GIVEN EXERCISE
Without pictures, output exactly the lines running from the line containing "[pin] train door -- one per line" to the end of the listing below.

___ MATERIAL SHOWN ___

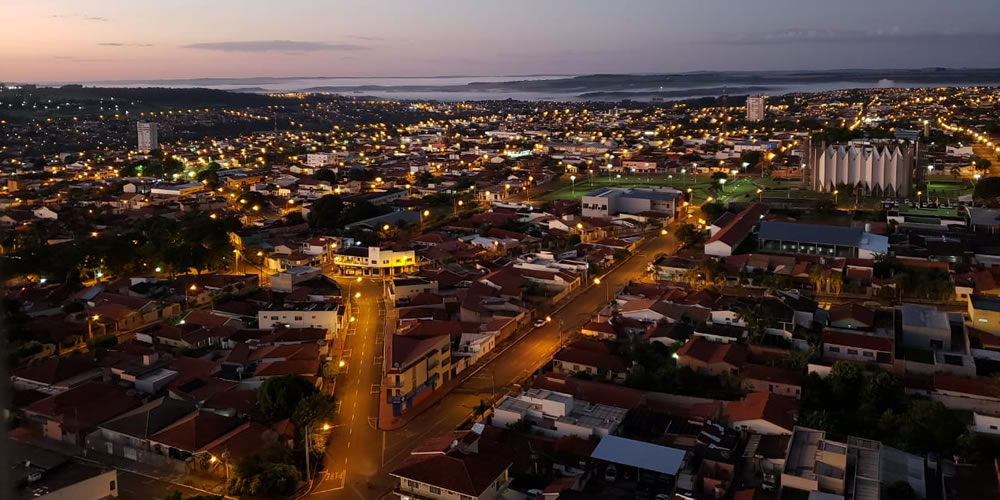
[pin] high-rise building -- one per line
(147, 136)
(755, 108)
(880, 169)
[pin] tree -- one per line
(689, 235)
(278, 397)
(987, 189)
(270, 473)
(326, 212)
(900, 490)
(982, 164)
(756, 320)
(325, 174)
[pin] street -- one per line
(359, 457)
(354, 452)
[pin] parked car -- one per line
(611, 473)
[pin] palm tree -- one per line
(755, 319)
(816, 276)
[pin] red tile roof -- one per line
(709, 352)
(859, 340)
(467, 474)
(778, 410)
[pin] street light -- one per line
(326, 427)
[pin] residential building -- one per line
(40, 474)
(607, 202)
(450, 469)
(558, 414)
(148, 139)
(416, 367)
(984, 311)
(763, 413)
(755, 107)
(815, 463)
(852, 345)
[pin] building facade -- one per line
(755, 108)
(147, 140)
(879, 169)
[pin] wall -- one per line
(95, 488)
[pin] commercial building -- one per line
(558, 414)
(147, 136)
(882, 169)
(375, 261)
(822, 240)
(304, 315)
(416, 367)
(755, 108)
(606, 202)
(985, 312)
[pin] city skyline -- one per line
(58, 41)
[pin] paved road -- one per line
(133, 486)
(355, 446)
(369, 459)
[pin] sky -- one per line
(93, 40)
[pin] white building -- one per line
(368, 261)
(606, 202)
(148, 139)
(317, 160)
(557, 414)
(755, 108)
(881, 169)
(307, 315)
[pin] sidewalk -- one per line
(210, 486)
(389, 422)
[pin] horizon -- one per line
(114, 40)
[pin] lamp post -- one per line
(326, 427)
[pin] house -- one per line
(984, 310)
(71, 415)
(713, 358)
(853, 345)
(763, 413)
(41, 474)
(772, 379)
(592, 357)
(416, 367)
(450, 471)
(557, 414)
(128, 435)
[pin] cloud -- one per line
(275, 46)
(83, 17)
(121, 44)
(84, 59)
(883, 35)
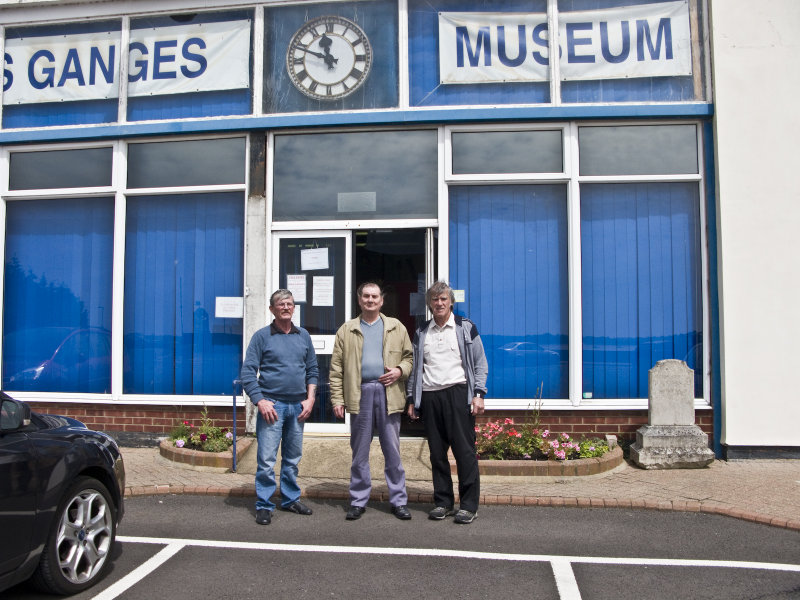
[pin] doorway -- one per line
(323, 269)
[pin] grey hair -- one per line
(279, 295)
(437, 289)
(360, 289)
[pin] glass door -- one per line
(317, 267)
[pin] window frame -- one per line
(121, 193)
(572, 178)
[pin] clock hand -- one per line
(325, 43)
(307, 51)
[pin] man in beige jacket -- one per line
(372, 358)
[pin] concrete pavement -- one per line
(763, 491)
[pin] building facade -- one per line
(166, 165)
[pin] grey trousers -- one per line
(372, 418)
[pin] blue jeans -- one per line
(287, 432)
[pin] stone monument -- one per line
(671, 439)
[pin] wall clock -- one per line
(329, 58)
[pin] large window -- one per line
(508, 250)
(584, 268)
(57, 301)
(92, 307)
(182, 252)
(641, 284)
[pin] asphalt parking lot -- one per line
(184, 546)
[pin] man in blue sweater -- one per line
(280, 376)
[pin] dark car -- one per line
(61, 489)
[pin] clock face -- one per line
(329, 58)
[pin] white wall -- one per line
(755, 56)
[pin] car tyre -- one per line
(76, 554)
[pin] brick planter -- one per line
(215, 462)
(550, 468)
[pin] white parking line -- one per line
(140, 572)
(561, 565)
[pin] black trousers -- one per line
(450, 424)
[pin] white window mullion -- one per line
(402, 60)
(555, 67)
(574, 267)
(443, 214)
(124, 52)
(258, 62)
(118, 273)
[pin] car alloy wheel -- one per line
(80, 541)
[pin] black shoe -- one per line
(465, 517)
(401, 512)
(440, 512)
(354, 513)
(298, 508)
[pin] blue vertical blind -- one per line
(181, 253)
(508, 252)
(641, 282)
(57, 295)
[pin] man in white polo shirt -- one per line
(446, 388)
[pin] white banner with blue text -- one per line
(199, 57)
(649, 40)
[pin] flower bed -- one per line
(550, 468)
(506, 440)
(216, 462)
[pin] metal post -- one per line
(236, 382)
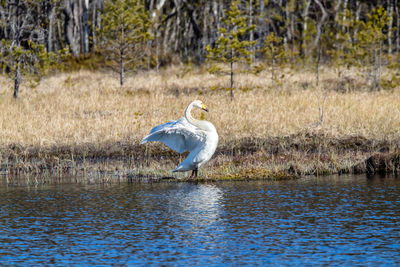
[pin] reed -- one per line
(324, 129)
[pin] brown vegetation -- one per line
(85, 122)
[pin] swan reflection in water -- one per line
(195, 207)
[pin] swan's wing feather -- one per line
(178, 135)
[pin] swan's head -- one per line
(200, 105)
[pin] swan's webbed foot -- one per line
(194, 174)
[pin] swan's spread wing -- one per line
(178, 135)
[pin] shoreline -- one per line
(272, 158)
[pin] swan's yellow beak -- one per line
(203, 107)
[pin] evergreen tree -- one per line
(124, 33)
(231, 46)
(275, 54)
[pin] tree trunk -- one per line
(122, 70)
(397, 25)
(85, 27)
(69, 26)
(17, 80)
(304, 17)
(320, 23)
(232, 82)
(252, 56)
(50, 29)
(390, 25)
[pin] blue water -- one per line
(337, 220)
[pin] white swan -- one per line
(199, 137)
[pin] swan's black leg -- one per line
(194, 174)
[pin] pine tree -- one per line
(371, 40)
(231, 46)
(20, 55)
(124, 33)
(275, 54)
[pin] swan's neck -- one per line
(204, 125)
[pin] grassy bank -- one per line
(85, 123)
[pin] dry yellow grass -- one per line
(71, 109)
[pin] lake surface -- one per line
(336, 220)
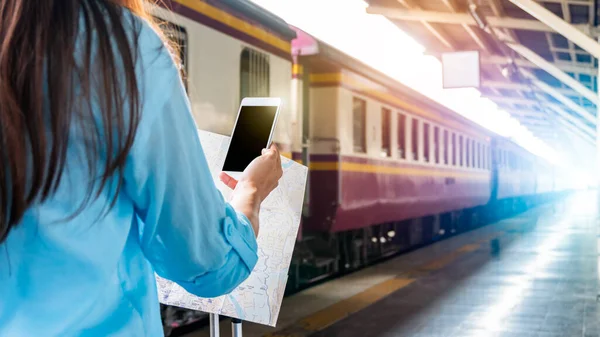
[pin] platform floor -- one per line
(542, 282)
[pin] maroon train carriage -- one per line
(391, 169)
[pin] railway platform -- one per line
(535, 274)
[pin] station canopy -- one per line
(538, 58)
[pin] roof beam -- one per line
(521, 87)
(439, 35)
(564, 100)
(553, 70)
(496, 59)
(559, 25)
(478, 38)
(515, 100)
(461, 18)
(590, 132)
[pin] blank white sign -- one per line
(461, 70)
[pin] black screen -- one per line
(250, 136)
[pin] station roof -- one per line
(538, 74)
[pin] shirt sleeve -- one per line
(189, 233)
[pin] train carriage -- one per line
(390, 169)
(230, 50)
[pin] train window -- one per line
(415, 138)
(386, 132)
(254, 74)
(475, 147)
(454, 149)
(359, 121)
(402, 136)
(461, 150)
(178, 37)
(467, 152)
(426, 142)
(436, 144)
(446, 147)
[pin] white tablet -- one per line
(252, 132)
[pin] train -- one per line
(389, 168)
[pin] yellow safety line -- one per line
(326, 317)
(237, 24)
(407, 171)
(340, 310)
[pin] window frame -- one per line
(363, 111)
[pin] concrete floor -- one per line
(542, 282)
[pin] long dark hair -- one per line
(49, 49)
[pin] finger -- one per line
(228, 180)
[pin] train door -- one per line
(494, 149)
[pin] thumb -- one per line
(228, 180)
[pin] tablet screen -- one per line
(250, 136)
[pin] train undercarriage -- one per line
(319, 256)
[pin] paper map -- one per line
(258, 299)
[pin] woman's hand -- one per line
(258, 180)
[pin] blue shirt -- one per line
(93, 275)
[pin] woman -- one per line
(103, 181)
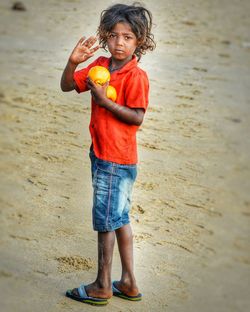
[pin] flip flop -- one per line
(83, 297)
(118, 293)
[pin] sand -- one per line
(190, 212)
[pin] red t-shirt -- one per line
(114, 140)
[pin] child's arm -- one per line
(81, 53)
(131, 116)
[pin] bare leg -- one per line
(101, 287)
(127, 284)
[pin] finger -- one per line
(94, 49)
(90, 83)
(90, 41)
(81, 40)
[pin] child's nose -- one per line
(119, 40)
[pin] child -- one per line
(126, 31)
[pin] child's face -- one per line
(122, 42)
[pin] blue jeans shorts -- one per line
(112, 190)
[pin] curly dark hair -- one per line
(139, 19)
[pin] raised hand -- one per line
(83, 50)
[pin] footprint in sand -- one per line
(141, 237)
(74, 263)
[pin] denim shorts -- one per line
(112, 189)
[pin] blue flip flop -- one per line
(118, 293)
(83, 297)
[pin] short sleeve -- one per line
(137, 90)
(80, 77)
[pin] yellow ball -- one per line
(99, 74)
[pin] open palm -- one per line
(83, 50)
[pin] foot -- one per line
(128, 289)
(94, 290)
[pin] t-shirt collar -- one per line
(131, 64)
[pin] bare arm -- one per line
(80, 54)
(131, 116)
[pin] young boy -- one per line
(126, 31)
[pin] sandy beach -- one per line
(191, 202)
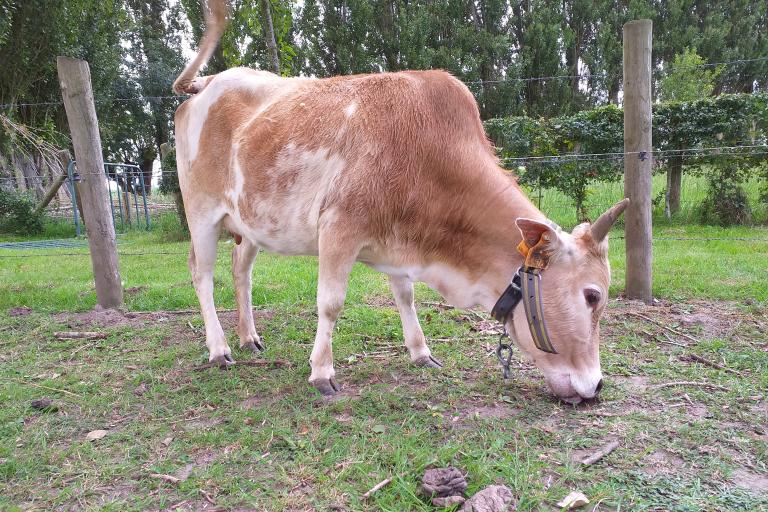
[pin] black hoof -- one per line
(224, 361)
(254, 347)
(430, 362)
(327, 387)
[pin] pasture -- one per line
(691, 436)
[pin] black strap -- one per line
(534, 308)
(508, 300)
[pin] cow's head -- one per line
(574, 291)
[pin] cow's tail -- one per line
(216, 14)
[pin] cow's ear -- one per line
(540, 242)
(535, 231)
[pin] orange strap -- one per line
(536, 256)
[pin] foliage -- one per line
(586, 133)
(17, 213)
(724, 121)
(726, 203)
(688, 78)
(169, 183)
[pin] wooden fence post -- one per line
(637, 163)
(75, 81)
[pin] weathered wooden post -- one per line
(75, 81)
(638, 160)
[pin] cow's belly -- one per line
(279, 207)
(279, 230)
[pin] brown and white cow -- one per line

___

REPLY TO THE EXERCISE
[pin] train door -- one per line
(494, 149)
[pin] thumb -- one per line
(228, 180)
[pin] tablet screen -- one per line
(250, 136)
[pin] train undercarriage -- one per line
(319, 256)
[pin] paper map -- one per line
(258, 299)
[pin] woman's hand -- one per line
(258, 180)
[pin] blue shirt -- one per line
(93, 275)
[pin] woman -- one per line
(103, 181)
[pin] flip flop -- one per line
(83, 297)
(118, 293)
[pin] sand -- one per line
(190, 212)
[pin] red t-shirt -- one per line
(114, 140)
[pin] child's arm -- one per line
(81, 53)
(131, 116)
[pin] bare leg -- one per line
(101, 287)
(127, 284)
[pin] finger -- one per line
(94, 49)
(90, 83)
(90, 41)
(81, 40)
[pin] child's nose -- one per line
(119, 40)
[pin] child -- one per line
(126, 31)
[pin] child's face -- one per line
(122, 42)
[pin] blue jeans shorts -- one per line
(112, 190)
[pin] curly dark hair -- one per line
(139, 19)
[pin] raised hand -- one per line
(83, 50)
[pin] footprint in sand -- one per line
(141, 237)
(74, 263)
[pin] denim shorts -- one per line
(112, 189)
[pin] blue flip flop -- one per line
(118, 293)
(83, 297)
[pin] short sleeve -- one per line
(137, 90)
(80, 77)
[pin] yellow ball -- one per line
(99, 74)
[pin] open palm -- one per line
(83, 50)
[pin] foot -- one per line
(128, 289)
(94, 290)
[pin] t-shirt collar -- one per line
(131, 64)
[pin] bare arm -- one per line
(80, 54)
(131, 116)
[pin] young boy -- one per line
(126, 31)
[pin] sandy beach -- one per line
(191, 202)
[pin] black hoof -- one per line
(224, 361)
(254, 347)
(430, 362)
(327, 387)
[pin] pasture -- one per line
(691, 436)
[pin] black strap -- one per line
(534, 308)
(508, 300)
[pin] cow's head -- one per line
(574, 291)
[pin] cow's tail -- one per line
(216, 14)
[pin] cow's ear -- one per line
(540, 242)
(535, 231)
[pin] orange strap -- one per line
(536, 256)
[pin] foliage -- one per line
(586, 133)
(17, 213)
(724, 121)
(726, 203)
(688, 78)
(169, 183)
[pin] wooden fence post -- one per line
(637, 163)
(75, 81)
[pin] weathered wooden post -- one per line
(75, 81)
(638, 160)
[pin] cow's belly -- one per line
(279, 207)
(279, 230)
[pin] brown and white cow -- one per line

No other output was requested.